■ Problema proposto ■
Atualize o trecho do texto sobre o curso que vai de "Com facilidade crescente, escolhemos" a "nos é importante.", trocando "cartas" por "fichas".

■ Documento ■
++++++++++++++++++++

Era um curso sobre a VIDA, acima de tudo.
Em determinado momento do curso, foi-nos proposto uma espécie de jogo. Todos os participantes receberam um baralho. Quatro dessas cartas eram vermelhas, sendo que a primeira trazia escrito: “Se eu tivesse mais um ano”, a segunda “Se eu tivesse mais um mês”, a terceira “Se eu tivesse mais uma semana” e finalmente a quarta “Se eu tivesse mais um dia”.
Todas as outras trinta e cinco cartas traziam desejos como “Ter amigos próximos por perto”, “Estar lúcido”, “Estar livre da dor”, “Não ser um fardo para minha família”, “Não sentir falta de ar”, “Ter minha família por perto”, “Receber toque humano”, “Não morrer sozinho”, “Sentir que minha vida está completa”, “Estar em paz com Deus” e outros tantos desejos.
O jogo era o seguinte. Vamos supor que você recebesse a notícia de que tem somente mais um ano de vida. Das trinta e cinco cartas com desejos escritos, você deveria selecionar as vinte que você escolheria como desejos primordiais para seu último ano de vida.
Não há certo ou errado. Apenas a manifestação do que é importante para você durante aquele seu derradeiro ano.
Após a escolha das cartas (tarefa árdua e demorada a todos nós, alunos), recebemos a notícia que nosso tratamento não estava dando resultados e que então, ao invés de um ano de vida, teríamos nossa expectativa abreviada para um mês de vida. Deveríamos então escolher dez cartas entre as vinte cartas antes selecionadas, priorizando os nossos dez desejos essenciais para aquele nosso último mês de vida.
A escolha também foi árdua, mas surpreendentemente não tão árdua quanto da primeira vez. Selecionamos nossas dez cartas e então soubemos que tudo estava dando errado e que teríamos não mais um mês de vida, mas sim uma semana. E das dez cartas selecionadas, teríamos que ficar com somente cinco, as quais levaríamos conosco como nossos desejos essenciais na nossa última semana de vida.
Com facilidade crescente, escolhemos as cinco cartas entre as dez anteriormente selecionadas. E por fim, como tudo havia dado errado em nosso tratamento, estávamos a um dia de nossa morte. Não teríamos mais a semana que nos fora prometida, mas sim somente mais um dia de vida e, das cinco cartas que estavam em nossas mãos deveríamos escolher somente uma, aquela que seria o nosso desejo primordial naquele finalzinho de vida que nos restava.
Foi a escolha mais fácil e rápida que fizemos. Surpreendentemente, percebemos que, no final da vida, fica tudo muito claro e sabemos exatamente para que vivemos e o que nos é importante.
Por mais que esse jogo pareça, para alguns, macabro ou assustador, para mim ele foi um grande reforço naquilo que eu sempre soube. A partir dele tive claro (mais do que já tinha) o que é essencial para mim e passei a viver (mais ainda) de forma a construir a minha vida para fazer com que esse meu desejo essencial seja vivido não somente no final da minha vida, mas no meu dia a dia.
E o que isso tem a ver com vida profissional?
Penso que tudo.

++++++++++++++++++++

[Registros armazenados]
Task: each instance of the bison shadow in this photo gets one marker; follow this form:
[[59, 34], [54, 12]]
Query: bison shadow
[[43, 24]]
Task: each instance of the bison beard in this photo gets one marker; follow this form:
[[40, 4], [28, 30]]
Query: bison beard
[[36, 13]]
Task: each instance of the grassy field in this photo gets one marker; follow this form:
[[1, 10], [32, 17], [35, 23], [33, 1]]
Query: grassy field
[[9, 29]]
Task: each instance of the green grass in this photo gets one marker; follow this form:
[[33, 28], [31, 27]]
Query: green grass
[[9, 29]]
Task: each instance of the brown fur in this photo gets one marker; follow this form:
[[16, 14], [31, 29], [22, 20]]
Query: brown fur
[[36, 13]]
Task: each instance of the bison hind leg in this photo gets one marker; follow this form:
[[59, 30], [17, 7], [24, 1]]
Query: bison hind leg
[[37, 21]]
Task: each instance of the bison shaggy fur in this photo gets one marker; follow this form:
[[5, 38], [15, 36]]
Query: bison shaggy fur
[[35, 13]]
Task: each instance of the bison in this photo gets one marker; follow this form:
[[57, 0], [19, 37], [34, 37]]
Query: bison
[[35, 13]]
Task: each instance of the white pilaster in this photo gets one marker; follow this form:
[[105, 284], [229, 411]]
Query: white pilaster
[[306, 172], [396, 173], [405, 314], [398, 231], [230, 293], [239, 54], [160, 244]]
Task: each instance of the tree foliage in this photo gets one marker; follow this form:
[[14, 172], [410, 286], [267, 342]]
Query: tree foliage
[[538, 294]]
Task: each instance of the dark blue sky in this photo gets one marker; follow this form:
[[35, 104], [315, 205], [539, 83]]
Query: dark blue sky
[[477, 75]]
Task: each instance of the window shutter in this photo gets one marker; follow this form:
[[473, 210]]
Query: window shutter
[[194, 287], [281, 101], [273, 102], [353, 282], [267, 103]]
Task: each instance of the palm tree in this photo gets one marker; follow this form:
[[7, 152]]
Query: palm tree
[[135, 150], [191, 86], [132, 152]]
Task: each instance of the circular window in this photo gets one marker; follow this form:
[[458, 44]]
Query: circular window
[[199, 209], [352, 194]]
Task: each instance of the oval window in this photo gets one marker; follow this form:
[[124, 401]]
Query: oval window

++++++++++++++++++++

■ Resultado da tarefa ■
Com facilidade crescente, escolhemos as cinco fichas entre as dez anteriormente selecionadas. E por fim, como tudo havia dado errado em nosso tratamento, estávamos a um dia de nossa morte. Não teríamos mais a semana que nos fora prometida, mas sim somente mais um dia de vida e, das cinco fichas que estavam em nossas mãos deveríamos escolher somente uma, aquela que seria o nosso desejo primordial naquele finalzinho de vida que nos restava.
Foi a escolha mais fácil e rápida que fizemos. Surpreendentemente, percebemos que, no final da vida, fica tudo muito claro e sabemos exatamente para que vivemos e o que nos é importante.